*TEKS PILIHAN*.
##############################

Baca berita dengan sedikit iklan, klik di sini

Arsip

Lipu-lipu Bahasa Lama

Amir Hamzah melakukan aneka percobaan dalam berbahasa. Ia memberi gaya baru pada bahasa Indonesia dengan kata-kata yang kemas, ganas, tajam, dan lagi pendek

14 Agustus 2017 | 00.00 WIB

Image of Tempo
Perbesar

Baca berita dengan sedikit iklan, klik di sini

PADA 11 Maret 1944, sastrawan angkatan ’45, Chairil Anwar, menulis pada secarik kartu pos dalam perjalanannya ke Jawa Timur. Dalam surat yang ditujukan kepada sahabat karibnya, Hans Bague Jassin, itu, Chairil melontarkan kritik kepada para sastrawan nasional dari angkatan Pujangga Baru. "…orang ’pujangga baru’ kebanyakan epigones… epigones yang tak tentu tuju pula lagi," tulisnya.

Chairil memang dikenal kritis terhadap sastrawan angkatan di atasnya. Penyair Hasan Aspahani, yang mendalami karya-karya Chairil, menyebutkan tulisan di kartu pos itu semacam ejekan karena menganggap para sastrawan di angkatan Pujangga Baru hanyalah membebek sastrawan di Belanda angkatan 1880. "Pada waktu itu memang ada semacam kepercayaan di antara para sastrawan Indonesia, jika ingin lebih cepat terkenal, harus menulis dalam bahasa Belanda," kata Hasan saat ditemui Tempo, 31 Juli lalu.

Meski kritis terhadap Pujangga Baru, Chairil menaruh kekaguman kepada "Sang Raja Penyair" dari angkatan tersebut, Amir Hamzah. Dia menilai karya-karya Amir, terutama yang dikumpulkan dalam buku sajak Nyanyi Sunyi, telah memberi gaya baru pada bahasa Indonesia dengan kata-kata yang kemas, ganas, tajam, dan lagi pendek. "Susunan kata-kata Amir bisa dikatakan destruktif terhadap bahasa lama, tetapi suatu sinar cemerlang untuk gerakan bahasa baru!" tulis Chairil dalam karangannya yang berjudul Hoppla!.

##############################

*BARIS DATA*.
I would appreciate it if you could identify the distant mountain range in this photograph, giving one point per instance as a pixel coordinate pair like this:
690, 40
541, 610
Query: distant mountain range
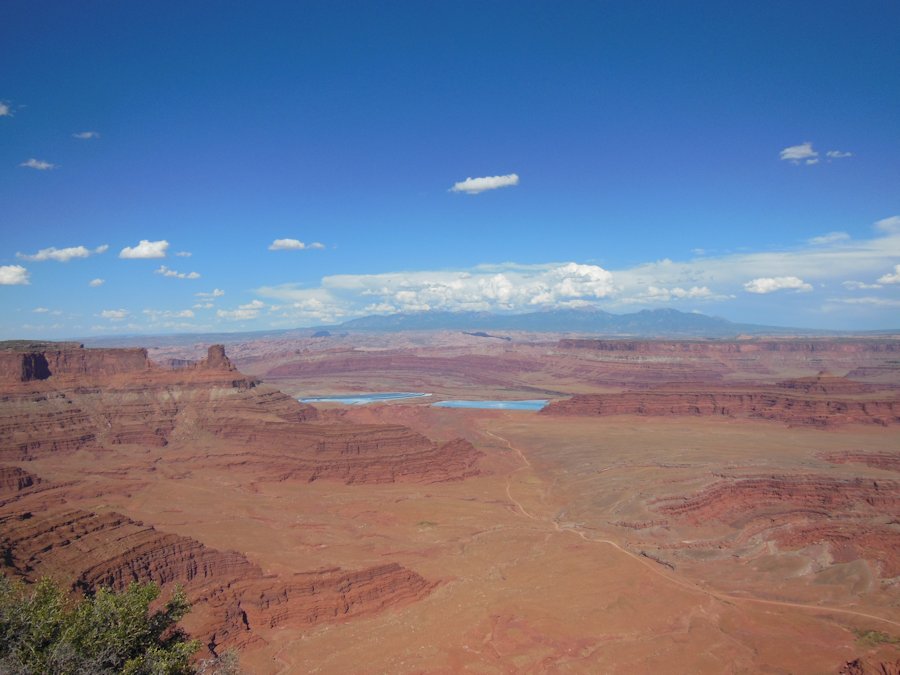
648, 323
645, 323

##############################

*PETUNJUK*.
1/ Terjemahkan kalimat "Chairil memang dikenal kritis terhadap sastrawan angkatan di atasnya." dari teks tentang Amir Hamzah ke dalam bahasa Inggris.
2/ Jawab pertanyaan berikut berdasarkan teks tentang Amir Hamzah.
(a) Pada tanggal berapa Chairil Anwar menulis kartu pos kepada Hans Bague Jassin?
(b) Menurut Hasan Aspahani, Chairil menganggap sastrawan Pujangga Baru hanya membebek sastrawan Belanda dari angkatan tahun berapa?
(c) Apa judul karangan tempat Chairil menulis tentang susunan kata-kata Amir?
3/ Ringkas teks tentang Amir Hamzah dalam dua kalimat.
Baris-baris data itu bahan terpisah dan tidak ada hubungannya dengan teks.

*DAFTAR JAWABAN*.
1/ Chairil was indeed known for being critical of writers from the generation before him.

2/
(a) 11 Maret 1944.
(b) Angkatan 1880.
(c) Hoppla!

3/ Chairil Anwar mengkritik sastrawan angkatan Pujangga Baru, yang menurut Hasan Aspahani dianggapnya hanya membebek sastrawan Belanda angkatan 1880. Meski begitu, Chairil mengagumi Amir Hamzah, yang karyanya dinilai memberi gaya baru pada bahasa Indonesia dengan kata-kata yang kemas, ganas, tajam, dan pendek.